Listed entries ->
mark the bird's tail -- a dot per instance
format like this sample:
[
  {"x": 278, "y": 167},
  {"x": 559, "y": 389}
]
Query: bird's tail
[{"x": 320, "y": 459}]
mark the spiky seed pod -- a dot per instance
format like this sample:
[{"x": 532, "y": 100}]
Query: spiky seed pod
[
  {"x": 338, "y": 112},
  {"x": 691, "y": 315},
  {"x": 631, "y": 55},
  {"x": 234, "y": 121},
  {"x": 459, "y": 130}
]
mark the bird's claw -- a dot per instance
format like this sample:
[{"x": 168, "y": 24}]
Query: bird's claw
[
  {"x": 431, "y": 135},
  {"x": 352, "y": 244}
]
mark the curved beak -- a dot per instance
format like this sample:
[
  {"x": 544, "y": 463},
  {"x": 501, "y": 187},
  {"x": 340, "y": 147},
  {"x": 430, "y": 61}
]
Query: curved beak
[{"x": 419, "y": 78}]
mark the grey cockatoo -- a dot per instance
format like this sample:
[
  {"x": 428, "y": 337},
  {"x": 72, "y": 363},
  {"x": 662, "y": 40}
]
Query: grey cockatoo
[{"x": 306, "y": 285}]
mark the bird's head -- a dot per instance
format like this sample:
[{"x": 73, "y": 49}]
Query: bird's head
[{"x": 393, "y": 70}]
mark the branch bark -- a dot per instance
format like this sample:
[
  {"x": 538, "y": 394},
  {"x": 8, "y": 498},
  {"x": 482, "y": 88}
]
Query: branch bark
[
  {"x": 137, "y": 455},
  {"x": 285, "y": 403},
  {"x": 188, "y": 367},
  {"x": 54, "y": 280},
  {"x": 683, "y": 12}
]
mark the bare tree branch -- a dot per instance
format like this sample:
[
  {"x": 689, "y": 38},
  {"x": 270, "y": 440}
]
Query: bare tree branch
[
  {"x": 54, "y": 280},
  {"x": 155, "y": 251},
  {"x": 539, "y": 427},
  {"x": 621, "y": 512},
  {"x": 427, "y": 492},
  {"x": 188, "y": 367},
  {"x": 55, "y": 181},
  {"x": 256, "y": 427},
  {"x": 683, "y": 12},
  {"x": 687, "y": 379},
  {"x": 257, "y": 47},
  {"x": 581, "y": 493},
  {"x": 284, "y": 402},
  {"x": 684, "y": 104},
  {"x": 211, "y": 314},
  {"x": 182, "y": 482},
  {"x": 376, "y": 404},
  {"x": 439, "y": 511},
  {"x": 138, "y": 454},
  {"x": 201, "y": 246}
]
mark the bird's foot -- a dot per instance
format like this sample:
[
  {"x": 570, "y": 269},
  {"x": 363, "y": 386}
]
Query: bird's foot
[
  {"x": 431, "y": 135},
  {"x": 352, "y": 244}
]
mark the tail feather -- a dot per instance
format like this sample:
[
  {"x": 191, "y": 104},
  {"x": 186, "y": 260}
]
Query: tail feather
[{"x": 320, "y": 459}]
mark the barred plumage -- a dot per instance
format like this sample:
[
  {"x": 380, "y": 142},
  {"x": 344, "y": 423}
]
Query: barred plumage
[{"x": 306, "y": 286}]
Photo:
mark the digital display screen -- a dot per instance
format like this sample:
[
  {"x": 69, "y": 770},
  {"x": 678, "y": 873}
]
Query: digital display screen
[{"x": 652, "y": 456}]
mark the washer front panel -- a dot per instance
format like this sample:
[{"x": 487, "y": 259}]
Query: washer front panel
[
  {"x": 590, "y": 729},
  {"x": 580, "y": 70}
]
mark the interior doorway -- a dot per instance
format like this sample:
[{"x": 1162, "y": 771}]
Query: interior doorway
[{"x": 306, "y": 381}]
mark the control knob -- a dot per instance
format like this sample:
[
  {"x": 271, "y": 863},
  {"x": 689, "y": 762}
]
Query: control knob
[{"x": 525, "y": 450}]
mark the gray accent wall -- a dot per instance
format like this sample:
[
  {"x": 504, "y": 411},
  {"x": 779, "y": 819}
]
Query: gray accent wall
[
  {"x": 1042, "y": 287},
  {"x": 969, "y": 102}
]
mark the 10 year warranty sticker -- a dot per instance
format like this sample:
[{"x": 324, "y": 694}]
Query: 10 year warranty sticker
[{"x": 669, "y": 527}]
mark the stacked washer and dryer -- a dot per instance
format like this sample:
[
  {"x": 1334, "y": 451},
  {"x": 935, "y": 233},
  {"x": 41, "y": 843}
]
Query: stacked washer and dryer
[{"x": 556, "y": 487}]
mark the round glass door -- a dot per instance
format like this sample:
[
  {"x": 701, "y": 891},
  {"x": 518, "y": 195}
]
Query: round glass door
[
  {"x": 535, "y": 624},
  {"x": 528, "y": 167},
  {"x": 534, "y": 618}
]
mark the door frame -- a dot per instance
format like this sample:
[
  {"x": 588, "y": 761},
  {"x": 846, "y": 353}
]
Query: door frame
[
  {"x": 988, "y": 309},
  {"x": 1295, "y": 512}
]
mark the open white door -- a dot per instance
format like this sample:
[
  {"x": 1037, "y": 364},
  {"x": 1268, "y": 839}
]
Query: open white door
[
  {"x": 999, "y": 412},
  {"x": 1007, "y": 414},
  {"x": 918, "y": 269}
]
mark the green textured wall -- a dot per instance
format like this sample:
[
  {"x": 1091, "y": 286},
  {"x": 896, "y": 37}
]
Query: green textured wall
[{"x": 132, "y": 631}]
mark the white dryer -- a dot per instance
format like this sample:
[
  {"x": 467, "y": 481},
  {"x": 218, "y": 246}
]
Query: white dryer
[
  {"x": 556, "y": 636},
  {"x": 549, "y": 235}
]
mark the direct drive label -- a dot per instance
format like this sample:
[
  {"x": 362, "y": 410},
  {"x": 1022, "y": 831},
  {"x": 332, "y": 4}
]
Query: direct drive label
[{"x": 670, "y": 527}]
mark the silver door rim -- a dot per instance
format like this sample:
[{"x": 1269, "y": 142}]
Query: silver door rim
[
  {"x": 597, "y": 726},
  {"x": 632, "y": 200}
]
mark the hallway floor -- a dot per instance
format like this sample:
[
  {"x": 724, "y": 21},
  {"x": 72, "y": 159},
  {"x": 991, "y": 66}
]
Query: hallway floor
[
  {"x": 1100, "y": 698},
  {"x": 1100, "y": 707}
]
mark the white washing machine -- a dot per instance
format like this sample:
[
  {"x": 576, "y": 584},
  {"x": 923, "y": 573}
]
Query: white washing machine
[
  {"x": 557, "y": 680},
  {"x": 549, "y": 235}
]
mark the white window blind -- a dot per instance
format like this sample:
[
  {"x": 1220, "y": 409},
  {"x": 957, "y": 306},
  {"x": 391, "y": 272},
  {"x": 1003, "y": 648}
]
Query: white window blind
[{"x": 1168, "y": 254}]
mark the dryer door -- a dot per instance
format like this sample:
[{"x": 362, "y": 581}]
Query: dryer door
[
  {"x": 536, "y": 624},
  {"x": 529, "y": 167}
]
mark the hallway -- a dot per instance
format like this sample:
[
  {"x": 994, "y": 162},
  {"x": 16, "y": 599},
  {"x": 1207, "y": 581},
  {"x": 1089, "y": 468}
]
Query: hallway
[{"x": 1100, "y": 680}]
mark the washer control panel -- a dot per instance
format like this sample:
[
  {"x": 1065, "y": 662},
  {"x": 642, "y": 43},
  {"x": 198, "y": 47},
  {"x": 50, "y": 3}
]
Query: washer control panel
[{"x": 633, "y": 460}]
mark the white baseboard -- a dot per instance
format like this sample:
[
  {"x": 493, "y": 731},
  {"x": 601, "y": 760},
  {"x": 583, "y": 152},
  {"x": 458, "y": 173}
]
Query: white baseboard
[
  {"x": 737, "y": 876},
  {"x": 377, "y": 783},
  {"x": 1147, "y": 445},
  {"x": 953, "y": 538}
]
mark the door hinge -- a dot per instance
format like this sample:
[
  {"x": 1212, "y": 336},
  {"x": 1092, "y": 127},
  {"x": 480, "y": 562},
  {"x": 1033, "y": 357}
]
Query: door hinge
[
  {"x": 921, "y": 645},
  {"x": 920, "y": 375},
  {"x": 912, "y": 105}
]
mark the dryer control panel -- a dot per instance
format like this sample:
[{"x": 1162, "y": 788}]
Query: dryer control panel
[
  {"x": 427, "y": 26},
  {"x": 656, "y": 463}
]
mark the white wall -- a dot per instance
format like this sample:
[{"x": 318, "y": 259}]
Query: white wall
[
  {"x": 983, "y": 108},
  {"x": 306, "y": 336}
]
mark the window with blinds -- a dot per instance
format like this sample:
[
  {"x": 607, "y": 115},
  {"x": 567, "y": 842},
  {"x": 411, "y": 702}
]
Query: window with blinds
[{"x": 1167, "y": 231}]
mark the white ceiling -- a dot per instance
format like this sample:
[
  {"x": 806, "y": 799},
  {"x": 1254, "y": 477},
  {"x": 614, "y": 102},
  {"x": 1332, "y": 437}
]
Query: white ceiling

Your goal -> Reproduce exactly, and with no other material, the lines between those holding "mark the branch bark -- a dot per instance" and "mark the bare", inclusive.

Response area ->
mark the branch bark -- a dot per instance
format like this sample:
[
  {"x": 538, "y": 394},
  {"x": 8, "y": 498},
  {"x": 482, "y": 88}
]
Query: branch bark
[
  {"x": 137, "y": 455},
  {"x": 285, "y": 403},
  {"x": 188, "y": 367},
  {"x": 54, "y": 280},
  {"x": 683, "y": 12}
]
mark the bare tree branch -- a dot per instance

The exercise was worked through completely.